[ACTIVITY]: Render this sentence from the account of Aaron Amit's Berlin visit in German: "During the third week of October, Dr. Aaron Amit, principal researcher and advisor to the BabMed partner project on the Babylonian Talmud, visited the Berlin BabMed team and the “Talmudic Medicine” project of SFB 980 “Episteme in Motion”, both headed by M. J. Geller of Freie Universität Berlin."

During the third week of October, Dr. Aaron Amit, principal researcher and advisor to the BabMed partner project on the Babylonian Talmud, visited the Berlin BabMed team and the “Talmudic Medicine” project of SFB 980 “Episteme in Motion”, both headed by M. J. Geller of Freie Universität Berlin.
Aaron Amit’s stay in Berlin created multiple occasions for academic exchange with colleagues from the Institute of Jewish Studies/Judaistik at Freie Universität Berlin (Prof. Tal Ilan), as well as internal project meetings in order to discuss questions on particular Talmudic passages, methodological and theoretical issues or prospects for future collaboration with both the BabMed Project (M.J. Geller, Tanja Hidde) and the Talmudic Medicine project of SFB 980/A03 (M.J. Geller, L. Lehmhaus).

[DATA SUPPLIED]:
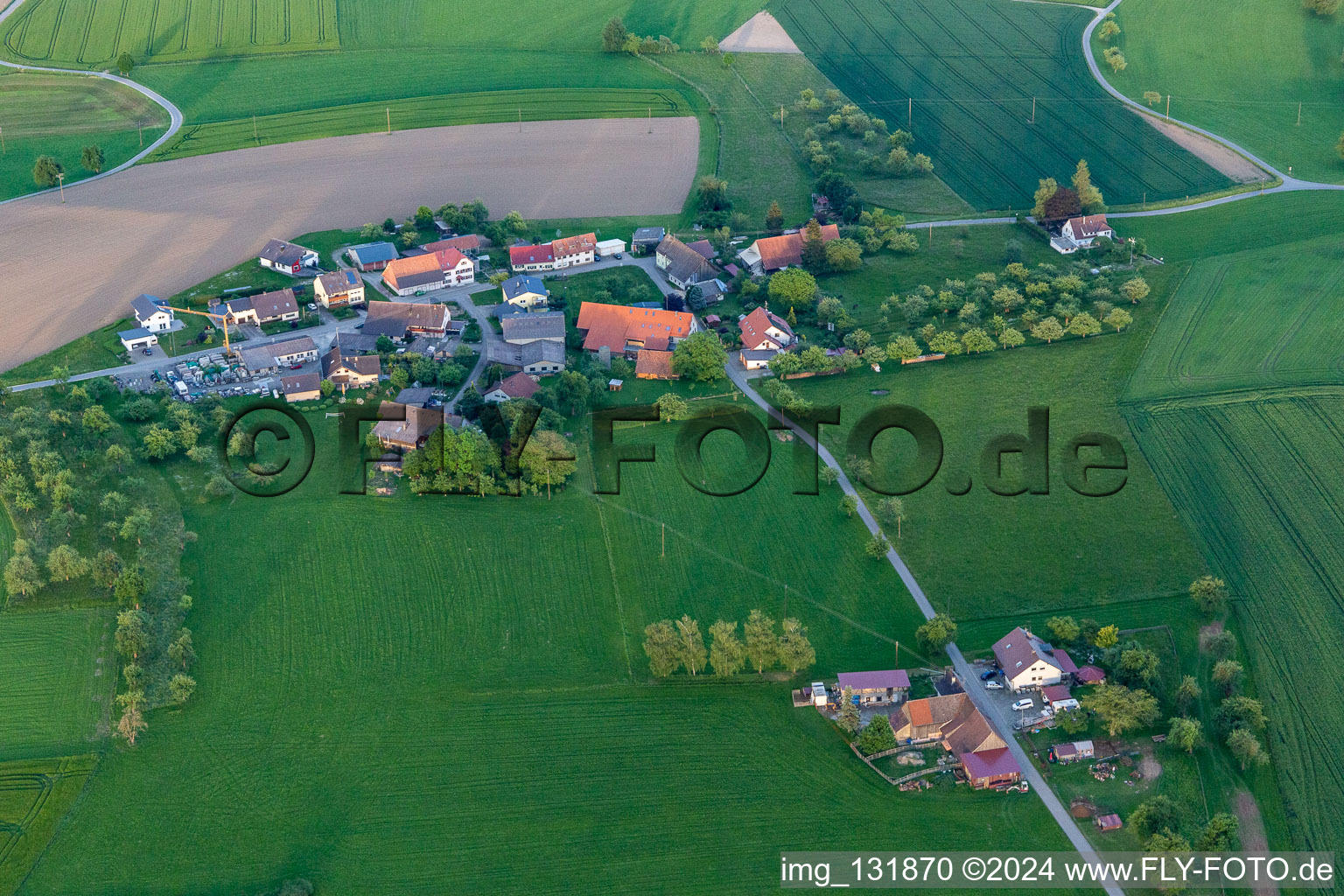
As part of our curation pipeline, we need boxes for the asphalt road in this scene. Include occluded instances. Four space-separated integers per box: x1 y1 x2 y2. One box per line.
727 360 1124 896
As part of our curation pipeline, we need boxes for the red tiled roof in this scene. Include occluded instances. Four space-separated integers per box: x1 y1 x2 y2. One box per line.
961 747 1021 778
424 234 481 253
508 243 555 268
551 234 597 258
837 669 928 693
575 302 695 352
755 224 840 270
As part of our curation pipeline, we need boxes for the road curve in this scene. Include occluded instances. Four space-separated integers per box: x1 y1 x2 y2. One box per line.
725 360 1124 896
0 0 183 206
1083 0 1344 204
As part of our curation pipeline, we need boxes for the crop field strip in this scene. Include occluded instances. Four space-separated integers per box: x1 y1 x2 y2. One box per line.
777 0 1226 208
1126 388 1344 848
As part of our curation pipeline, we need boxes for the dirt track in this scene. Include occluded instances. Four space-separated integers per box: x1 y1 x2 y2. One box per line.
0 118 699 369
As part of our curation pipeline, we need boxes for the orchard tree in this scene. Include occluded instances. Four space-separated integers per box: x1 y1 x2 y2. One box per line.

[FINISHED EXERCISE]: In der dritten Oktoberwoche besuchte Dr. Aaron Amit, leitender Forscher und Berater des BabMed-Partnerprojekts zum Babylonischen Talmud, das Berliner BabMed-Team und das Projekt „Talmudic Medicine“ des SFB 980 „Episteme in Motion“, die beide von M. J. Geller von der Freien Universität Berlin geleitet werden.